◆ SELECTED EXTRACT:
**********

I think of other times and other travels…
This Torah portion this week skips 40 years ahead to the end of the long desert journey. The Children of Israel complain about the lack of water (Numbers 20:3-13). There are “consequences” to Moses’ behavior there, discussed by many commentators, as this is the moment that G-d decided not to let him into the Land; but, no consequences to the complainers, who get what they’ve asked for. Then there is another incident: this time, the Children of Israel complain about the lack of bread and water, then they specify – “our soul is sick of the ‘yucky bread’” (Numbers 21:5), and this time, G-d sends fiery serpents who bite them.
Is G-d just this erratic, unpredictable Being? Is He, like any parent, just “had it”, and is “tired already”? or is these something else going on?
On the chance that there is something else going on here, let’s look at the difference between the two incidences: in the first, there was actually no water. According to the midrash, the people enjoyed the benefits of a traveling well in the merit of Miriam. Once Miriam died (20:1), there was no water. In this case, they were right to complain. However, in the second incidence, there is mana, for bread, but, it’s just not good enough. Especially since according to the tradition, the mana could taste like anything, this does not seem to be a justified complaint. Hence the punishment.
So, it turns out, we’re allowed to complain all we want, when there’s a real reason. Sure, we think it’s better not to whine and be polite and ask nicely etc, but G-d is G-d and He can handle a little kvetching. We should be able to approach Him like a parent to whom we can come anytime; like a best friend, to whom we can tell anything; like a king who can give us everything. And yet, at the same time, we have to be appreciative of what we have. “Stam” complaining, just for nothing, won’t get us anywhere and will even set us back. And where’s the line? That’s the challenge of life.

**********

◆ PROVIDED INFORMATION:
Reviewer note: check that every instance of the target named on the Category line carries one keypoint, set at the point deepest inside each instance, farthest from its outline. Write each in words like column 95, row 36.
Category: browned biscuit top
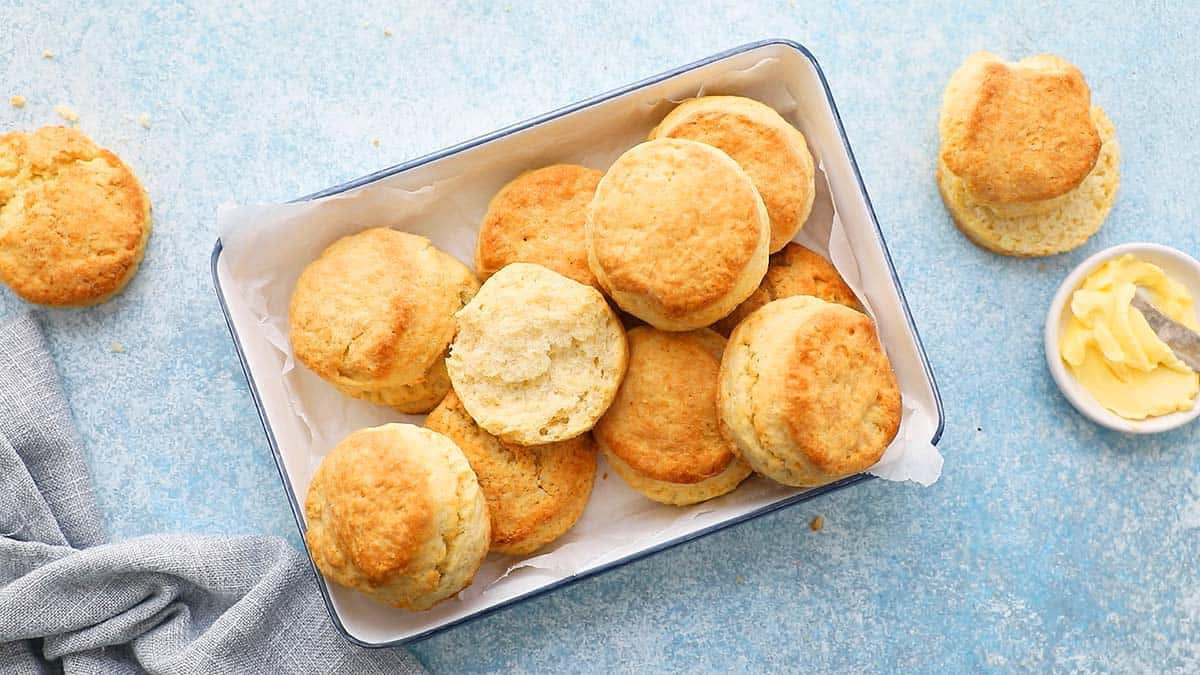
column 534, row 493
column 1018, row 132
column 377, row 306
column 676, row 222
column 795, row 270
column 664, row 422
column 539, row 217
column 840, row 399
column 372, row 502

**********

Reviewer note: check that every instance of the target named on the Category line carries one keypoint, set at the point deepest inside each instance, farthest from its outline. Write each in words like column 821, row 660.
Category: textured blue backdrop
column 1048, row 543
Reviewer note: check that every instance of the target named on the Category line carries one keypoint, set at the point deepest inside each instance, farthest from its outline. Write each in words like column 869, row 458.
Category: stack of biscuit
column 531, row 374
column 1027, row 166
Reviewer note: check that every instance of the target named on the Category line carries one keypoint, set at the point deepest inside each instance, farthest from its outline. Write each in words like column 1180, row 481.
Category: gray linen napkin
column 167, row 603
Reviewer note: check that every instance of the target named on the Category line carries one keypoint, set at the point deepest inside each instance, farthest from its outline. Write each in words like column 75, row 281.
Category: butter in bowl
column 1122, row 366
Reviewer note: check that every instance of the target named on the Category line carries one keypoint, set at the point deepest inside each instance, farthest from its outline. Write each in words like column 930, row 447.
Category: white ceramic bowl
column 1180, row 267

**********

◆ EXERCISE GOAL:
Reproduce word for word the passage of the Torah portion commentary from "I think of other" to "else going on?".

◆ WRITTEN ANSWER:
I think of other times and other travels…
This Torah portion this week skips 40 years ahead to the end of the long desert journey. The Children of Israel complain about the lack of water (Numbers 20:3-13). There are “consequences” to Moses’ behavior there, discussed by many commentators, as this is the moment that G-d decided not to let him into the Land; but, no consequences to the complainers, who get what they’ve asked for. Then there is another incident: this time, the Children of Israel complain about the lack of bread and water, then they specify – “our soul is sick of the ‘yucky bread’” (Numbers 21:5), and this time, G-d sends fiery serpents who bite them.
Is G-d just this erratic, unpredictable Being? Is He, like any parent, just “had it”, and is “tired already”? or is these something else going on?